## [PASSAGE TO READ]
BEGIN

Sep 30, 2011, 9:40 AM EDT

Money Bag

Blogging is basically about reacting to stuff, but sometimes it helps to get ahead of the narrative a bit.  Just to help you prepare, here are the potential state-of-the-game storylines we can expect to see in the coming weeks:

  • If the Yankees face the Phillies in the World Series baseball is broken because the big payroll teams are just buying championships; and
  • If some combination of the Diamondbacks, Brewers, Rays or Rangers make the World Series, the low TV ratings such matchups will create will be proof that baseball is truly dead;

I’m not sure what we do if the Cardinals or Tigers figure in somehow. Maybe something about passionate fans who live in cities outsiders like to denigrate. People eat that crap up.

Anyway, all of this is just an excuse to link Maury Brown’s post from yesterday in which he detailed the payroll situation of the eight playoff teams. Short version: the payroll ranks of the qualifiers: 1 (Yankees); 2 (Philly); 10 (Tigers); 11 (Cards); 13 (Rangers); 17 (Brewers); 25 (Dbacks); 29 (Devil Rays).

So, two rich kids, four middle-of-the-packers and two sisters of the poor.  Viva balance and parity. Just don’t expect anyone to give baseball too much credit for that because it doesn’t fit the usual narratives.

END

## [RECORDED DATA]

BEGIN

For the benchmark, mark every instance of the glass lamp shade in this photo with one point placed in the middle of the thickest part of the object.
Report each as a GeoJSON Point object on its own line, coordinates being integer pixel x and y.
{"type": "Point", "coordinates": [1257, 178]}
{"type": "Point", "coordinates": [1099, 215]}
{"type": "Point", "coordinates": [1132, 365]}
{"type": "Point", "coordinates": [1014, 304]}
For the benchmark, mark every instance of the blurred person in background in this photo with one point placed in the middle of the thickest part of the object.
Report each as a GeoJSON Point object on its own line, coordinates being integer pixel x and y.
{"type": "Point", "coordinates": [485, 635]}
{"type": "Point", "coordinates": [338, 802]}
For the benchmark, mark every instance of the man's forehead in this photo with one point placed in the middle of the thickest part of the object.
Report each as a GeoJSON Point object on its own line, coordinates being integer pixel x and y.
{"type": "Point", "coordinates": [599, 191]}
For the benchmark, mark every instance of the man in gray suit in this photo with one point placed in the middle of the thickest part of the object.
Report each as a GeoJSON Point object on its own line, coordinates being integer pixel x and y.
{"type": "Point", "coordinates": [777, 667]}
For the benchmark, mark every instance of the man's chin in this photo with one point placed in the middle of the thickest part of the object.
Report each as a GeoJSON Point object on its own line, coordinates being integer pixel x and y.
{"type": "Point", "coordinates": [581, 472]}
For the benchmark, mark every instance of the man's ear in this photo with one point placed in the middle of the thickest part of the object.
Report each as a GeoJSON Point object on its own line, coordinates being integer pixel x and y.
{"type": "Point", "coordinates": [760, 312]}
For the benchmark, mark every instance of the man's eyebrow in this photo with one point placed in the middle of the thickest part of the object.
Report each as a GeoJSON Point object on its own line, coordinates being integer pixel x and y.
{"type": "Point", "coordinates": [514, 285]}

END

## [STATED TASK A]
In the baseball blog post, quote the passage that starts at the words "Blogging is basically" and ends after the words "that crap up.".
## [STATED TASK B]
According to the baseball blog post, what payroll rank did the Rangers hold among the eight playoff teams?
## [STATED TASK C]
Write what comes next in the baseball blog post, picking up after its final sentence.
The records can be set aside; none of what comes next draws on them.

## [WRITTEN REPLY A]
Blogging is basically about reacting to stuff, but sometimes it helps to get ahead of the narrative a bit.  Just to help you prepare, here are the potential state-of-the-game storylines we can expect to see in the coming weeks:

  • If the Yankees face the Phillies in the World Series baseball is broken because the big payroll teams are just buying championships; and
  • If some combination of the Diamondbacks, Brewers, Rays or Rangers make the World Series, the low TV ratings such matchups will create will be proof that baseball is truly dead;

I’m not sure what we do if the Cardinals or Tigers figure in somehow. Maybe something about passionate fans who live in cities outsiders like to denigrate. People eat that crap up.

## [WRITTEN REPLY B]
The Rangers ranked 13th.

## [WRITTEN REPLY C]
  1. Bill - Sep 30, 2011 at 9:45 AM

    “Devil Rays”… Going old-school today? I support it. Bring back the rainbow logo, I say.

    • skipperxc - Sep 30, 2011 at 9:58 AM

      I believe the rainbow scheme has been appropriated by the Marlins.

      • jwbiii - Sep 30, 2011 at 11:13 AM

        Have you seen this? The designer of the Marlins logo may be a Maroon 5 fan.

  2. thefrenchyconnection - Sep 30, 2011 at 9:49 AM

    Remember when the Ray were supposed to suck after they lost Crawford and that 2010 bullpen?

  3. yankeesfanlen - Sep 30, 2011 at 9:52 AM

    The rich kids own the bat and balls, think that will go a long way.

  4. sportsdrenched.com - Sep 30, 2011 at 9:55 AM

    The Off-Season, where we talk about the business stuff. It’s still more interesting than TPS Reports. (I do in fact have a TPS Report, but only because my boss and I decided to name said report the TPS Report so we could tell our freinds we work on TPS Reports)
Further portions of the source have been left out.